Stated problem
Copy out the entries below, renaming each "point_to" to "locate_all" and leaving every other character as it is.

Provided information
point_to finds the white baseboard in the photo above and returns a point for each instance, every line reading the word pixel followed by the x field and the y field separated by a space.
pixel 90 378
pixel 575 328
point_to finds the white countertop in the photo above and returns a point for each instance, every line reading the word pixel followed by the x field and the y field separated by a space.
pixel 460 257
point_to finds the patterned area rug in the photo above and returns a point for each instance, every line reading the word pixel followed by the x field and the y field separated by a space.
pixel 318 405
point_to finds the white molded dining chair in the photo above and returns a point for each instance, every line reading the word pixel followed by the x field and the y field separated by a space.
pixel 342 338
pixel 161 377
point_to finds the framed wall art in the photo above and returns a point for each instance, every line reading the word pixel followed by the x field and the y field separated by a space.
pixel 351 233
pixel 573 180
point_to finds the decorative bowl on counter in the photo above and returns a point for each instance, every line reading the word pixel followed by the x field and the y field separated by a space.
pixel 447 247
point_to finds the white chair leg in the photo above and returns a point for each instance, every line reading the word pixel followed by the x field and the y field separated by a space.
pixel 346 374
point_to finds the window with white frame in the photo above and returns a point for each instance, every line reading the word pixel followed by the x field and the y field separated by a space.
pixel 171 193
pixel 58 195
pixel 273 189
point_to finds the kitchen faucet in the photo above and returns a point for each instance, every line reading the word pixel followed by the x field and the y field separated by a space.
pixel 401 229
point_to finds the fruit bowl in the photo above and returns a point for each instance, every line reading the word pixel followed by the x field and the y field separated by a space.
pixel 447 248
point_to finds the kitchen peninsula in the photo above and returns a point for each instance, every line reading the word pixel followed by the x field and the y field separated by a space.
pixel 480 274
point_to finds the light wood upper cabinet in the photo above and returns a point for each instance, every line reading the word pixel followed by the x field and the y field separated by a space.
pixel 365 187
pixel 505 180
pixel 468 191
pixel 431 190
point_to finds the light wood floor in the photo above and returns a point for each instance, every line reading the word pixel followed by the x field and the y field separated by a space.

Final answer
locate_all finds the white baseboard in the photo above and returns a point for each instance, every line reading the word pixel followed by the x field and the y field separated by a space.
pixel 90 378
pixel 575 328
locate_all finds the white countertop in the photo above and returns a point for each instance, every line reading the word pixel followed by the x field and the y field separated by a space.
pixel 460 257
locate_all finds the patterned area rug in the photo above and returns a point for each instance, every line reading the word pixel followed by the x field and the y field separated by a space.
pixel 318 405
locate_all finds the white molded dining chair in the photo above and returns a point for each instance, every line reading the word pixel followed by the x field and the y field separated by a space.
pixel 342 338
pixel 161 377
locate_all finds the framed wall art in the photo above and returns a point for each instance, every line reading the word pixel followed by the x field and the y field separated by a space.
pixel 351 233
pixel 573 180
locate_all finds the decorative bowl on counter in the photo above and returns a point for each instance, every line reading the word pixel followed by the x field and the y field separated by a space.
pixel 447 247
locate_all finds the white chair leg in the photo above and returns a point for each instance, every line reading the word pixel followed by the x field and the y field separated by a space.
pixel 346 374
locate_all finds the window with white frame in the photo above and returns a point for each instance, every line reading the word pixel followed by the x field and the y field separated by a space.
pixel 171 193
pixel 58 195
pixel 273 189
locate_all finds the kitchen faucet in the photo above and returns a point for each instance, every line reading the word pixel followed by the x field and the y field separated by a space.
pixel 401 229
locate_all finds the fruit bowl in the photo above and returns a point for each instance, every line reading the word pixel followed by the x field and the y field separated by a space.
pixel 447 248
locate_all finds the kitchen peninsula in the photo above and returns a point for each instance, every line reading the word pixel followed by the x field and the y field separated by a space.
pixel 480 274
locate_all finds the light wood upper cabinet in the photo above and returns a point for each instance, every line reading the word pixel followed by the x field and the y field separated by a space.
pixel 365 187
pixel 505 180
pixel 468 191
pixel 431 190
locate_all finds the light wood floor in the photo above and returns a point for each instance, every line reading the word pixel followed by the x field and the y field separated by a space.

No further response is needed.